Slugs and Snails – Garden Pest Control
Slugs and Snails
(Deroceras reticulatum, Anion hortensis, Anion ater, Milax spp. And Helix apsera)
There are many slugs ranging in colour from pinkish-fawn to black. The majority are approximately 3-4.2cm (1-¼ – 3-3/4in) in length, although one species grows up to 15cm (6in).
Typical symptoms include seedlings eaten or failing to come up and irregular holes in roots, stems, bulbs, tubers, fruit and leaves of many plants. Damage is usually worse in warm, damp conditions, especially in spring and autumn.
Look out for characteristic slime trails to confirm diagnosis or go out into the garden at night and see them.
There is no single simple method of dealing with slugs and snails. The best you can aim for is to reduce their numbers and to protect plants as long as they are vulnerable.
Prevention and treatment
• Encourage natural enemies, including frogs, toads, birds, beetles and centipedes.
• Ensure quick germination and growth of seedlings. Never sow or plant into cold.
• Use sturdy, vigorous transplants that have been grown in modules or pots.
• When sowing seeds, water the bottom of the drill then cover with dry soil.
• Water transplants in the morning so there is no film of water left on the soil or leaves by the evening.
• Where snails are a particular problem, do not plant vulnerable plants near walls covered with ivy or other climbers, piles of logs and other similar situations where snails may lurk.
####
# WORK TO COMPLETE:
A: According to the slug and snail control text, during which seasons is damage usually worst?
B: Extend the slug and snail control text with a further passage that picks up after its last bullet point.
The rows after this text do not need to be consulted.
####
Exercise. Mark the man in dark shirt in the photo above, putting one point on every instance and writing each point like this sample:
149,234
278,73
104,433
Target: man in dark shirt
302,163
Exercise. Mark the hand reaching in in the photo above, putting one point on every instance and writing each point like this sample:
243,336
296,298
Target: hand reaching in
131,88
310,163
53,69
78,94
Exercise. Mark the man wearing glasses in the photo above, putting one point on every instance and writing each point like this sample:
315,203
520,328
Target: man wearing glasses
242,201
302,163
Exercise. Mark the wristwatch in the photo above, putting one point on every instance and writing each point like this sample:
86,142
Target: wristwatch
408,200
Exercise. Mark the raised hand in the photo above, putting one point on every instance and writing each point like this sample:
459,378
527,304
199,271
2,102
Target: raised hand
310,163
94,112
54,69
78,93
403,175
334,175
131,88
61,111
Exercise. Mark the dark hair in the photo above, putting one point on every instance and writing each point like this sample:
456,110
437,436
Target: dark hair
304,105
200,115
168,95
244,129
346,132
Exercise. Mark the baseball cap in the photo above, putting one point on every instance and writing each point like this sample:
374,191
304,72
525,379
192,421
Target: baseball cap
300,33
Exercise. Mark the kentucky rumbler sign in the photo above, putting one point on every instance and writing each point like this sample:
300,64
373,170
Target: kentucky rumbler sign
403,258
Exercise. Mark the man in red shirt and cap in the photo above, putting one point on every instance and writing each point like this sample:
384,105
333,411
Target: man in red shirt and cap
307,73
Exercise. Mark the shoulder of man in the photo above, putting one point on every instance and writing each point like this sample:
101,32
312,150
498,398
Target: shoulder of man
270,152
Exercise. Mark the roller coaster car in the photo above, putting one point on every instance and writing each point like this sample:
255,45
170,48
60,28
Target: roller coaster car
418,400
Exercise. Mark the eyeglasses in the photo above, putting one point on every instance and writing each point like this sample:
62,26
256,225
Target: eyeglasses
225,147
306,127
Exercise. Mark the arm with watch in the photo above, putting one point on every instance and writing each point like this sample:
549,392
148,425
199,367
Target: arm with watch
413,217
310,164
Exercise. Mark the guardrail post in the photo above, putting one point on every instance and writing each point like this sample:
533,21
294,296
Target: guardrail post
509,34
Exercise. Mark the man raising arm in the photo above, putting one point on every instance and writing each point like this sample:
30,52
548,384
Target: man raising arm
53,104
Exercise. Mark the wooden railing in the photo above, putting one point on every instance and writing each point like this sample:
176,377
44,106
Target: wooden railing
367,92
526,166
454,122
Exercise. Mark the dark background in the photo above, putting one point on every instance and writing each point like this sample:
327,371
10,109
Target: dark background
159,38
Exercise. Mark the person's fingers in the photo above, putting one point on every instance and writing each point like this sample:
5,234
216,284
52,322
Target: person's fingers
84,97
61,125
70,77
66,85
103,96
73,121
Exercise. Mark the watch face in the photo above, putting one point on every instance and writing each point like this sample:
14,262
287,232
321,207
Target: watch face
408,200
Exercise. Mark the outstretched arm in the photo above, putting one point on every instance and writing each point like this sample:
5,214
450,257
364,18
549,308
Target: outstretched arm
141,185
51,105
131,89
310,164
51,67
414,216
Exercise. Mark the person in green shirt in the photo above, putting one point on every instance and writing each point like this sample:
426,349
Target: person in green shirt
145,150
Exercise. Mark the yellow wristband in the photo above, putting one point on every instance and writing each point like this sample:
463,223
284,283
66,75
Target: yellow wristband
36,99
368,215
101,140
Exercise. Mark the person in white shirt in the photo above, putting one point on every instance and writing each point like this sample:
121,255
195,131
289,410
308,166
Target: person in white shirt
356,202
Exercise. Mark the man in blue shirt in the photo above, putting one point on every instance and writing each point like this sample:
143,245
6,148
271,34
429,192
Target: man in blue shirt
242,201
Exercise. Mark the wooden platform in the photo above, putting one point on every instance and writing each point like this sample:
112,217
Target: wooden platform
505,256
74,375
####
# OUTPUTS BY TASK:
A: Spring and autumn.

B:
• Grow varieties of potato less susceptible to slugs; harvest all tubers by early autumn.
• Soil dug in the autumn allows slugs to move down into the soil to hibernate. If you must dig, do it in the cold of winter for maximum disruption of slugs and eggs.
• Protect seedlings and young plants with plastic bottle cloches.
• Remove slugs from areas of new seedlings or transplants. Slugs will congregate under roof tiles, lettuce leaves, wet newspaper or a pile of comfrey leaves laid on the soil; they can then be collected up and disposed of as you see fit. It is worth starting this before plants are introduced into the area.
• Lay a continuous ring of comfrey leaves around an area of susceptible plants. This seems to act as a decoy, but is said to be ineffective after mid-summer.
• Go out at night with a torch and remove slugs and snails from plants.
• Use slug /traps in areas of new seedlings and transplants.
• Use a method of biological control.